Electrocardiogram-based deep learning improves outcome prediction following cardiac resynchronization therapy

AIMS: This study aims to identify and visualize electrocardiogram (ECG) features using an explainable deep learning–based algorithm to predict cardiac resynchronization therapy (CRT) outcome. Its performance is compared with current guideline ECG criteria and QRS(AREA). METHODS AND RESULTS: A deep learning algorithm, trained on 1.1 million ECGs from 251 473 patients, was used to compress the median beat ECG, thereby summarizing most ECG features into only 21 explainable factors (FactorECG). Pre-implantation ECGs of 1306 CRT patients from three academic centres were converted into their respective FactorECG. FactorECG predicted the combined clinical endpoint of death, left ventricular assist device, or heart transplantation [c-statistic 0.69, 95% confidence interval (CI) 0.66–0.72], significantly outperforming QRS(AREA) and guideline ECG criteria [c-statistic 0.61 (95% CI 0.58–0.64) and 0.57 (95% CI 0.54–0.60), P < 0.001 for both]. The addition of 13 clinical variables was of limited added value for the FactorECG model when compared with QRS(AREA) (Δ c-statistic 0.03 vs. 0.10). FactorECG identified inferolateral T-wave inversion, smaller right precordial S- and T-wave amplitude, ventricular rate, and increased PR interval and P-wave duration to be important predictors for poor outcome. An online visualization tool was created to provide interactive visualizations (https://crt.ecgx.ai). CONCLUSION: Requiring only a standard 12-lead ECG, FactorECG held superior discriminative ability for the prediction of clinical outcome when compared with guideline criteria and QRS(AREA), without requiring additional clinical variables. End-to-end automated visualization of ECG features allows for an explainable algorithm, which may facilitate rapid uptake of this personalized decision-making tool in CRT.

▶ _Dataset content_
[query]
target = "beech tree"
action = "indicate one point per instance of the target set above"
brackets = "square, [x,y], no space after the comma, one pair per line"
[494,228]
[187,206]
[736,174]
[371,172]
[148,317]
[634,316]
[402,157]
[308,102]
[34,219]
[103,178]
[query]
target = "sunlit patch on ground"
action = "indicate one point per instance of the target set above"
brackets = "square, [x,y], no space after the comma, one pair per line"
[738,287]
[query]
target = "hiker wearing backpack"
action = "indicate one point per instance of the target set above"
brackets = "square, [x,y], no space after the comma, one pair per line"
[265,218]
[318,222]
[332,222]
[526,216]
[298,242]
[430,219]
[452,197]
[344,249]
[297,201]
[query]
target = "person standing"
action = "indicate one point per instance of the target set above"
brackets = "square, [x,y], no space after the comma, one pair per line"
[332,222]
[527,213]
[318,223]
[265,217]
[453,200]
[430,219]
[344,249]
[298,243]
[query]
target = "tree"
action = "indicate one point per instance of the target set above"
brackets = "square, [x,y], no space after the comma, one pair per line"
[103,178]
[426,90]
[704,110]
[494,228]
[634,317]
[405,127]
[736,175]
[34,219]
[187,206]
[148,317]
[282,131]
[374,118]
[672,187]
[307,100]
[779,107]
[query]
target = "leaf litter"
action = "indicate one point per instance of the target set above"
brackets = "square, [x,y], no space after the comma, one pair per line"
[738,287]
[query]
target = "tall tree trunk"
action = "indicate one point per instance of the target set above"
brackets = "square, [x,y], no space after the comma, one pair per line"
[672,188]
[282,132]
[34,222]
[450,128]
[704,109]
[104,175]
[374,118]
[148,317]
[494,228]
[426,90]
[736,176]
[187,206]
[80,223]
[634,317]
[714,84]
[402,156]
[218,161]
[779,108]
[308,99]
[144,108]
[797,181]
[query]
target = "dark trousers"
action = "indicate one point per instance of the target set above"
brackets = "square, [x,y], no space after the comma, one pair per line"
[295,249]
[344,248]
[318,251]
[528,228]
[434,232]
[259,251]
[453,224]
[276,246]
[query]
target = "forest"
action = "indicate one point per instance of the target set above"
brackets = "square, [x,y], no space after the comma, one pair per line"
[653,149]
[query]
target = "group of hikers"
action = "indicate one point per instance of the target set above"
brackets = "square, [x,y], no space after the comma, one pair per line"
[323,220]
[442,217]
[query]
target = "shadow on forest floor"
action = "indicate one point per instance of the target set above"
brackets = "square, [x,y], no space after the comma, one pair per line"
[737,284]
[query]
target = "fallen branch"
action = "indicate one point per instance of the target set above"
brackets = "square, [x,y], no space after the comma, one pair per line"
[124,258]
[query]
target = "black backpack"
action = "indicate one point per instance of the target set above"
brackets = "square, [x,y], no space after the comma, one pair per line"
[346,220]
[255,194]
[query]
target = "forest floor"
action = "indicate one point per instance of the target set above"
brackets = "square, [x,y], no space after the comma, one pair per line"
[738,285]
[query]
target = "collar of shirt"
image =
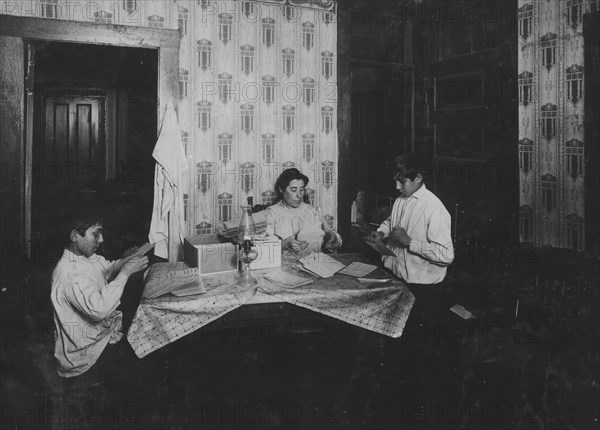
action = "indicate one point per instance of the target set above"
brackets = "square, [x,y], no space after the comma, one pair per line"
[71,256]
[420,192]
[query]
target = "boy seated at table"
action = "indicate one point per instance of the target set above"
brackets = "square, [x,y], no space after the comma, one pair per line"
[86,290]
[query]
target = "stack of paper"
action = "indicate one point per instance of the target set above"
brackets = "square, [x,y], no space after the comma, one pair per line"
[163,278]
[286,279]
[320,264]
[229,229]
[312,233]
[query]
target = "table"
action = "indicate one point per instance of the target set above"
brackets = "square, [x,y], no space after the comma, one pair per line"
[382,309]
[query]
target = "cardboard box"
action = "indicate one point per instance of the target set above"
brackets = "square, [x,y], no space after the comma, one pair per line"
[269,253]
[210,254]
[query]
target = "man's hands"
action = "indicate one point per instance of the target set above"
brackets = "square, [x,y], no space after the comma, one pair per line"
[134,264]
[131,251]
[294,245]
[374,236]
[398,236]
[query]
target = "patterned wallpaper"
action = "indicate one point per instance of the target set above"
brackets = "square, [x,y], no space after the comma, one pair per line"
[551,130]
[257,93]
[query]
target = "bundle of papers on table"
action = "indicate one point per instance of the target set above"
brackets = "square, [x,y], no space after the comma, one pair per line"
[321,265]
[229,229]
[175,278]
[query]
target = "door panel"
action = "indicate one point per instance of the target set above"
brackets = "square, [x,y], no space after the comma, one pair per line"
[74,148]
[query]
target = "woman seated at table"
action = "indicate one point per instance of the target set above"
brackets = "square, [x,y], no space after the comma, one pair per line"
[297,224]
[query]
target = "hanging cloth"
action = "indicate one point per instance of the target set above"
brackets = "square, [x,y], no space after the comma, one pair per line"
[168,182]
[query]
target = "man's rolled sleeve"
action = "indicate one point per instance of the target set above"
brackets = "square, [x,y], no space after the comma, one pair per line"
[438,248]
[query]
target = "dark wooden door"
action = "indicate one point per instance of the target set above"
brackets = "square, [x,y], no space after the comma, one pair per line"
[74,148]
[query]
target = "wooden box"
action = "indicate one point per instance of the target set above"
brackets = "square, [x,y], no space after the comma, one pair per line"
[210,254]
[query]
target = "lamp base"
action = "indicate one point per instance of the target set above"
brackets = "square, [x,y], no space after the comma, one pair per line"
[245,279]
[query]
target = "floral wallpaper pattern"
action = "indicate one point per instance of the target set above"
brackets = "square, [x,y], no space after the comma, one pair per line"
[551,131]
[257,93]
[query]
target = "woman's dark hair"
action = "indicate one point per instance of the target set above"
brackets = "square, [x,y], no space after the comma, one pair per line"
[408,165]
[287,176]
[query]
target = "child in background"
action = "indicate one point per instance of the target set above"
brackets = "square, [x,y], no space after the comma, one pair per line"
[86,290]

▶ _Task directions_
Into how many explainable factors does the abstract on ECG-based deep learning say the median beat ECG was compressed? The data has nothing to do with the abstract.

▶ _Answer space_
The median beat ECG was compressed into 21 explainable factors, called FactorECG.